Image entries on named regions:
---*---

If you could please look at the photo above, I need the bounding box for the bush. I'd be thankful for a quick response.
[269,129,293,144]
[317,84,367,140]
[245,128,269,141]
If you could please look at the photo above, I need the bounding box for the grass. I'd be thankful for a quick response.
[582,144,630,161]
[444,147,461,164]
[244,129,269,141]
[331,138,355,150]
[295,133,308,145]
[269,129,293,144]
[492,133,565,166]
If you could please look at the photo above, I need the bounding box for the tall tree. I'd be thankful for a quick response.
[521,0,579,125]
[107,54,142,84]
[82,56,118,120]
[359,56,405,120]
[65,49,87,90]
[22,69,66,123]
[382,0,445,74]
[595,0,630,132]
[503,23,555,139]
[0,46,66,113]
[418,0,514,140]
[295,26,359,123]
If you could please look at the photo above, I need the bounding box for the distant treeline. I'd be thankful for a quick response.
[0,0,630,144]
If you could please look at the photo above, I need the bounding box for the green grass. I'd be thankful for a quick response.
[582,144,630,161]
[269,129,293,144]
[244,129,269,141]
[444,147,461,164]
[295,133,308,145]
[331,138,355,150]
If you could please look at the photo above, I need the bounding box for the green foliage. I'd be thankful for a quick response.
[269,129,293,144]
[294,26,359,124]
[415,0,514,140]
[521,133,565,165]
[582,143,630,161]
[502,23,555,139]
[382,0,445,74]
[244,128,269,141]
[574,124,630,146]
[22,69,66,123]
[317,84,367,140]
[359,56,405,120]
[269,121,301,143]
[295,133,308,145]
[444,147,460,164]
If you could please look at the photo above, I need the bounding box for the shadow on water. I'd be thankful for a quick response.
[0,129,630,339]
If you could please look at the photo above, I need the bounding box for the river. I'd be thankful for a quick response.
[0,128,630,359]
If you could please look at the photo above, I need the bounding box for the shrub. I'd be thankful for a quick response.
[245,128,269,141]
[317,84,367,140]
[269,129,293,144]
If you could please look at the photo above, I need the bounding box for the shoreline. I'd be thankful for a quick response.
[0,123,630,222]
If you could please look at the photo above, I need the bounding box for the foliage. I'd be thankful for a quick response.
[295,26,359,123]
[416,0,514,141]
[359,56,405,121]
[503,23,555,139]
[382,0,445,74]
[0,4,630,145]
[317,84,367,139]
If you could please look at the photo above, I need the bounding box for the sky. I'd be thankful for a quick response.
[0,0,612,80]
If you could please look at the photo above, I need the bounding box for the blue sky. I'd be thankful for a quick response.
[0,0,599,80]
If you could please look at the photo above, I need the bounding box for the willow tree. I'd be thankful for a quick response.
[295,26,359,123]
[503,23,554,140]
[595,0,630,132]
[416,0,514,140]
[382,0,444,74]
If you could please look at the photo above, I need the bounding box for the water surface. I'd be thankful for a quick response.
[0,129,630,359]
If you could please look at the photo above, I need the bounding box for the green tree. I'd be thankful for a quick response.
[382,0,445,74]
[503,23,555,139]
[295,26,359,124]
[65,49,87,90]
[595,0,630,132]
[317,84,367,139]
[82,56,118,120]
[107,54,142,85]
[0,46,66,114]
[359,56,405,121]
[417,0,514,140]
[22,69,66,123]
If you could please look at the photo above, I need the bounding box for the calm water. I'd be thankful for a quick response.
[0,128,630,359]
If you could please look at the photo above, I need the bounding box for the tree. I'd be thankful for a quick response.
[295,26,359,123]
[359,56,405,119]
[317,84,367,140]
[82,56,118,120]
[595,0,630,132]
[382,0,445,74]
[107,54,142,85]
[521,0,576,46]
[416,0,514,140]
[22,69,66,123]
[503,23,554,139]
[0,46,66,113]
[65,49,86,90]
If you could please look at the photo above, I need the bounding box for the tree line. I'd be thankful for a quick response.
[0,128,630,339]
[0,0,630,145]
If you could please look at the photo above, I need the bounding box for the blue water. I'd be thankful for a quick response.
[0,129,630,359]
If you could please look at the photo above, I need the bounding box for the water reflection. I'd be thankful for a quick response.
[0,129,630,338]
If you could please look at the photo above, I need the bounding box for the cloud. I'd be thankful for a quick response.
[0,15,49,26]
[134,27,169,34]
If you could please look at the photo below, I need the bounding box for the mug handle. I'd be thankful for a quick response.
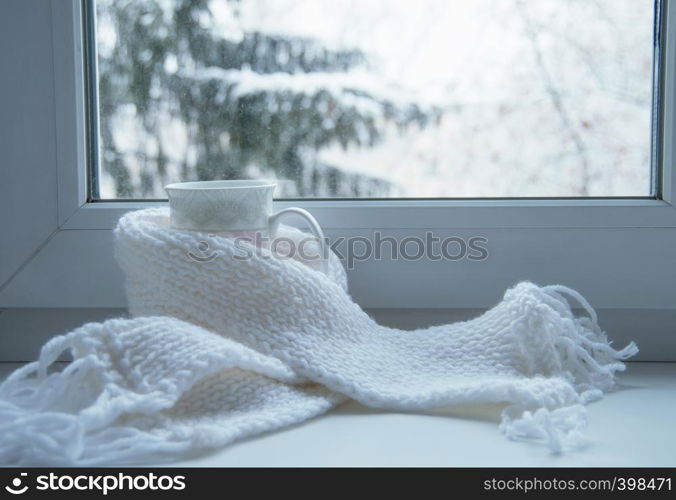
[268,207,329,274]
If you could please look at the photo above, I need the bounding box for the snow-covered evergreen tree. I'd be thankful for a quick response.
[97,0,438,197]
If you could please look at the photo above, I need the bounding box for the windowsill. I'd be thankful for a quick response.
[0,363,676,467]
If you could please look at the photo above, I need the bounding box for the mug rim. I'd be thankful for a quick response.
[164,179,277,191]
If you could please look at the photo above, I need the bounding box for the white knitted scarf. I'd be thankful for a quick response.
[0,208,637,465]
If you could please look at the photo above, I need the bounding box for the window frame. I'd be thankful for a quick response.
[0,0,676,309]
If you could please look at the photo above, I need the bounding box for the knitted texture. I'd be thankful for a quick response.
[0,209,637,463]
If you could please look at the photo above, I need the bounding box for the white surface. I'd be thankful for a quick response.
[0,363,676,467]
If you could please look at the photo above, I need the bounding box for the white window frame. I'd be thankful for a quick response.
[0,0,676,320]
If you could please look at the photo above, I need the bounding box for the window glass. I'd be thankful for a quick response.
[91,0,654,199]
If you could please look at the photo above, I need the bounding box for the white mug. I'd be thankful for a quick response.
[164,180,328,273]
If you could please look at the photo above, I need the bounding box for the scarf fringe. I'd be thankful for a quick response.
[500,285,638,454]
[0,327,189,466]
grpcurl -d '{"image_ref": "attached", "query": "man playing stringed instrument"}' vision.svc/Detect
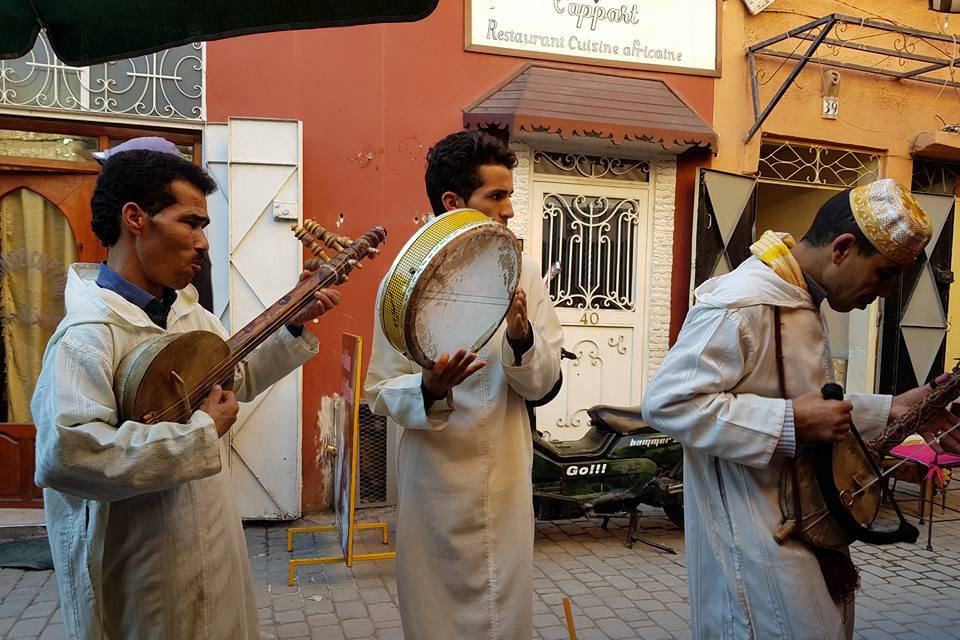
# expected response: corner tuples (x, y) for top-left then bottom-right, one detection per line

---*---

◆ Set exercise
Format every line of the listing above as a numbered list, skipping blank lines and leaving out the pictures.

◆ Answer for the task
1. If you could please look at the photo above, I need the bounding box for the bush. I'd be thankful for a quick response.
2. [269,129,293,144]
3. [317,84,367,140]
4. [245,128,269,141]
5. If you could please look at the photo above, I need the bounding box for the grass. I'd be thankful for a quick response.
6. [582,144,630,161]
7. [444,147,461,164]
8. [244,129,269,141]
9. [331,138,355,150]
10. [295,133,308,145]
11. [269,129,293,144]
12. [492,133,565,166]
13. If you could please look at the photo above, I need the bounding box for the tall tree. I'd be thankful for a quick response.
14. [521,0,579,125]
15. [107,54,142,84]
16. [82,56,118,120]
17. [359,56,405,120]
18. [65,49,87,90]
19. [22,69,66,123]
20. [382,0,445,74]
21. [595,0,630,132]
22. [503,23,555,139]
23. [0,46,66,113]
24. [418,0,514,140]
25. [295,26,359,123]
26. If you could please look at the photo above, I need the bounding box for the distant treeline. I'd be thankful for a quick response.
27. [0,0,630,144]
28. If you could please look at the photo above, I need the bounding box for the green grass. I'd be thankful for a quick response.
29. [582,144,630,161]
30. [269,129,293,144]
31. [244,129,269,141]
32. [444,147,461,164]
33. [295,133,308,145]
34. [331,138,355,150]
35. If you could please look at the photo above, I need the bounding box for the green foliage. I'd be thankful for a quick response.
36. [269,129,293,144]
37. [294,26,359,124]
38. [415,0,514,140]
39. [521,133,565,165]
40. [582,143,630,161]
41. [502,23,555,139]
42. [382,0,445,74]
43. [244,128,269,141]
44. [574,124,630,146]
45. [22,69,66,123]
46. [317,84,367,140]
47. [359,56,405,120]
48. [269,121,301,143]
49. [295,133,308,145]
50. [444,147,460,164]
51. If you could please look at the photo above, I need the bounding box for the shadow on water. I'd be thankful for a quick response.
52. [0,129,630,339]
53. If you could please look at the photo above, I need the bounding box for the river. I'd be thankful for a quick response.
54. [0,128,630,359]
55. If you could please look at the photo above, I need the bounding box for the shrub. I'd be thankful for a quick response.
56. [245,128,269,141]
57. [317,84,367,140]
58. [269,129,293,144]
59. If you could please look at the photo above, I need the bounding box for the shoreline. I'd be thankful for a quick response.
60. [0,123,630,222]
61. If you could please look at the photo above, I need the bounding box for the foliage. I'd be thankful for a quick response.
62. [295,26,359,123]
63. [416,0,514,141]
64. [359,56,405,121]
65. [503,23,555,139]
66. [382,0,445,74]
67. [0,4,630,145]
68. [317,84,367,139]
69. If you could please look at the photo above, I need the bounding box for the sky. I'd be thankful for a quick response.
70. [0,0,612,80]
71. If you could please look at the photo above, I need the bounding box for the blue sky. I'd be thankful for a quick response.
72. [0,0,599,80]
73. If you could please look at the photo above, I need the bounding box for the willow tree. I'd be thankful for a quick response.
74. [295,26,359,123]
75. [503,23,554,140]
76. [595,0,630,132]
77. [416,0,514,140]
78. [382,0,444,74]
79. If you could please look at the photo above, I need the bounding box for the water surface. I'd be thankful for a quick response.
80. [0,129,630,359]
81. If you could please look at the photo above, I need the bounding box for the green tree. I'd be thankful for a quick response.
82. [382,0,445,74]
83. [503,23,555,139]
84. [295,26,359,124]
85. [65,49,87,90]
86. [595,0,630,132]
87. [317,84,367,139]
88. [82,56,118,120]
89. [107,54,142,85]
90. [0,46,66,114]
91. [359,56,405,121]
92. [417,0,514,140]
93. [22,69,66,123]
94. If you could please look at the photo above, I need the bounding box for the calm water. I'd be thankful for a quick response.
95. [0,128,630,359]
96. If you could please look at the photo above, I need the bounding box for the tree. I'd be thankful for a quick response.
97. [295,26,359,123]
98. [359,56,405,119]
99. [317,84,367,140]
100. [82,56,118,120]
101. [595,0,630,132]
102. [382,0,445,74]
103. [107,54,142,85]
104. [521,0,576,46]
105. [416,0,514,140]
106. [22,69,66,123]
107. [503,23,554,139]
108. [0,46,66,113]
109. [65,49,86,90]
110. If you could please look at the photo above, I need the bounding box for the tree line. I'd be thankful for a quick response.
111. [0,128,630,339]
112. [0,0,630,145]
113. If you could please look at the photo above, I need the bounding box for the blue water. I'd be thankful for a quick response.
114. [0,129,630,359]
115. If you could please look at the photo above, I need the bounding box for the water reflection. I'd be thankful for a quick response.
116. [0,129,630,338]
117. If you could please look at the photo above, I need the bounding box for the cloud. I'd be thankful for a quick response.
118. [0,15,49,26]
119. [134,27,169,34]
120. If you could please look at the photo below, I need the bounding box for the mug handle. I'd be thankful for a quick response.
121. [268,207,329,274]
122. If you could please look at the photo above, I need the bounding box for the snow-covered evergreen tree. I'd be thankful for a quick response.
123. [97,0,438,197]
124. If you could please look at the photo above, I need the bounding box for the windowsill. I'd be thankful for a quick response.
125. [0,363,676,467]
126. If you could please look at the photo above, I need the bounding box for the mug rim. I'd be thankful for a quick response.
127. [164,179,277,191]
128. If you could please look at the photo above, I need the bounding box for the white knitted scarf. I'd be thankful for a quick response.
129. [0,208,637,465]
130. If you could please look at the photo above, I need the bounding box for the window frame. I'd be thankful for a quick response.
131. [0,0,676,309]
132. If you could please look at the photo above, I need the bounding box for the knitted texture. I'd be thankful for a quick response.
133. [0,209,637,463]
134. If you could please look at the photo above, I need the bounding box for the white surface. I'd be thankful for a quick response.
135. [0,363,676,467]
136. If you could please look at the photo above, I need the bounding box for the white window frame. I'd be thankful for a quick response.
137. [0,0,676,320]
138. If you could please look at the photo above, I need the bounding box for the window glass. I'd be thankful for a quick response.
139. [91,0,654,199]
140. If you could please look at the photo above, I need the bounding box for the white mug. I'd be thankful for a quick response.
141. [164,180,328,273]
142. If you could please look at the photo above, I need the bounding box for the scarf fringe. I'd be thankful for a quick response.
143. [500,285,638,454]
144. [0,327,189,466]
145. grpcurl -d '{"image_ref": "attached", "query": "man playing stringed instrument"}' vision.svc/Detect
146. # expected response: corner tuples (x, y) for top-left then bottom-right, one detection per line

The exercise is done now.